RDF-ISSUE-75 (#x0): Valid plain literals containing #x0 are no longer valid in RDF 1.1 from RDF Working Group Issue Tracker on 2011-08-19 (public-rdf-wg@w3.org from August 2011)

From: RDF Working Group Issue Tracker <sysbot+tracker@w3.org>
Date: Fri, 19 Aug 2011 18:44:12 +0000
To: public-rdf-wg@w3.org
Message-Id: <E1QuU3A-0005Sv-Fi@lowblow.w3.org>

RDF-ISSUE-75 (#x0): Valid plain literals containing #x0 are no longer valid in RDF 1.1

http://www.w3.org/2011/rdf-wg/track/issues/75

Raised by: Richard Cyganiak
On product: 

The lexical space of xsd:string doesn't cover all Unicode strings.

I assume we will end up referring to XSD 1.1 for the definition of xsd:string [1]. That document leaves it up to implementations whether they support the XML 1.0 or XML 1.1; accordingly, the definition of allowed characters in an xsd:string is [2] or [3].

The more permissive one from XML 1.1:

    Char ::= [#x1-#xD7FF] | [#xE000-#xFFFD] | [#x10000-#x10FFFF]

This excludes #x0, Unicode codepoint U+0000. XML 1.0 also excludes a number of other control codes in the #x0-#x1F range.

The definition of “lexical form” in RDF 2004 [4] says “Unicode string”, which according to [5] includes *all* codepoints including the control codes.

So, any string that includes #x0 was a valid untagged plain literal in RDF 2004. In RDF 1.1, it will be typed as an xsd:string, and thus will be an ill-typed literal.

(On the other hand, such strings could never be serialized in RDF/XML or XHTML+RDFa; they were serializable only in N-Triples and Turtle.)

Is this a problem? Can we go ahead with the new literal design despite this restriction? Should we acknowledge it in the RDF Concepts spec?

[1] http://www.w3.org/TR/2005/WD-xmlschema11-2-20050224/datatypes.html#string
[2] http://www.w3.org/TR/REC-xml/#dt-character
[3] http://www.w3.org/TR/xml11/#NT-Char
[4] http://www.w3.org/TR/rdf-concepts/#dfn-lexical-form
[5] http://www.unicode.org/versions/Unicode6.0.0/UnicodeStandard-6.0.pdf

Received on Friday, 19 August 2011 18:44:17 UTC

Given data

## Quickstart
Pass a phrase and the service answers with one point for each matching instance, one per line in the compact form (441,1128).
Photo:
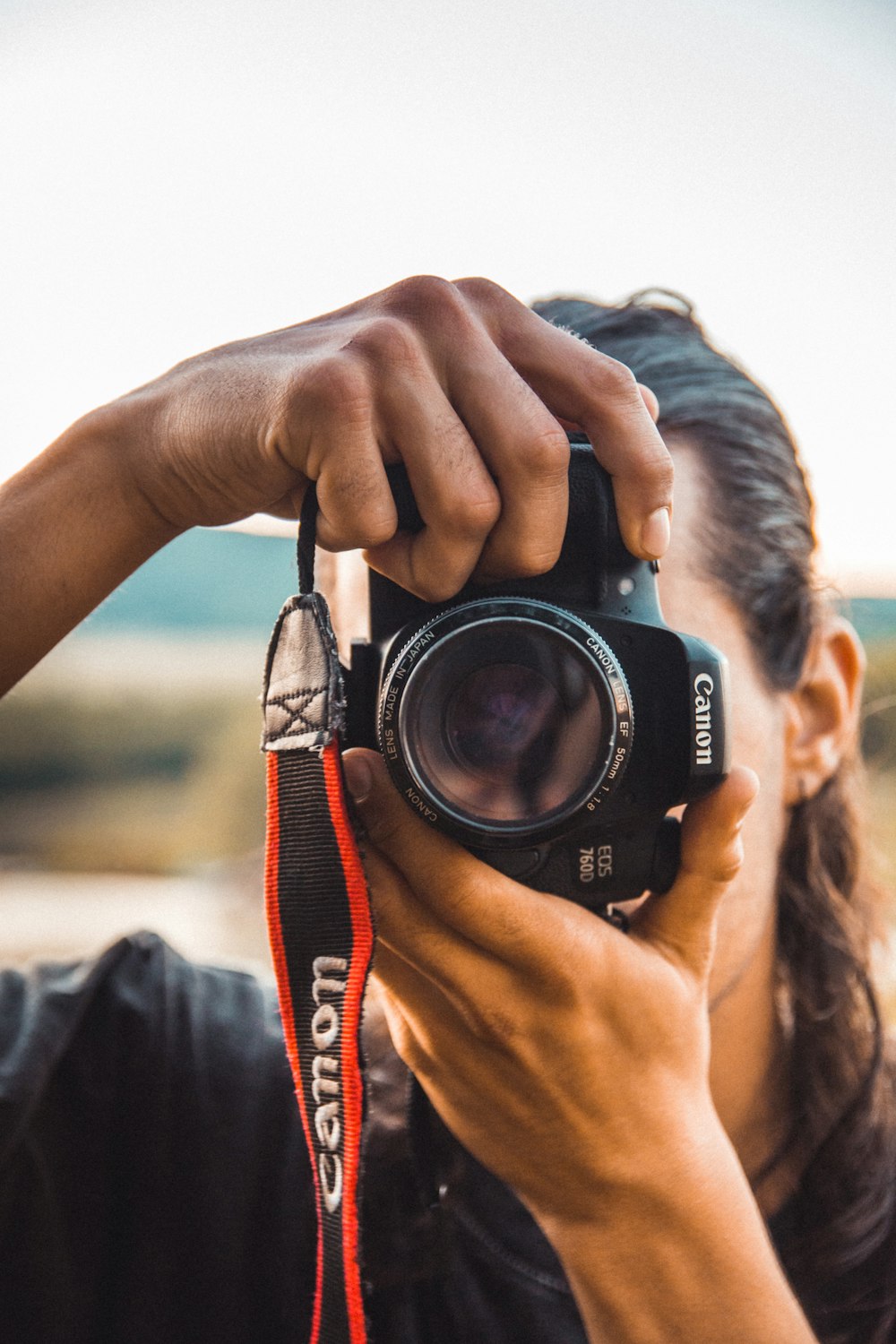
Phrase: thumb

The tasks
1. In the RDF-ISSUE-75 message, which two formats were the only ones able to serialize strings containing #x0?
2. Copy word for word from the RDF-ISSUE-75 message the stretch from "I assume we" through "an ill-typed literal.".
The lines come from a separate source that has nothing to do with the RDF-ISSUE-75 message.

Exercise responses
1. N-Triples and Turtle.

2.
I assume we will end up referring to XSD 1.1 for the definition of xsd:string [1]. That document leaves it up to implementations whether they support the XML 1.0 or XML 1.1; accordingly, the definition of allowed characters in an xsd:string is [2] or [3].

The more permissive one from XML 1.1:

    Char ::= [#x1-#xD7FF] | [#xE000-#xFFFD] | [#x10000-#x10FFFF]

This excludes #x0, Unicode codepoint U+0000. XML 1.0 also excludes a number of other control codes in the #x0-#x1F range.

The definition of “lexical form” in RDF 2004 [4] says “Unicode string”, which according to [5] includes *all* codepoints including the control codes.

So, any string that includes #x0 was a valid untagged plain literal in RDF 2004. In RDF 1.1, it will be typed as an xsd:string, and thus will be an ill-typed literal.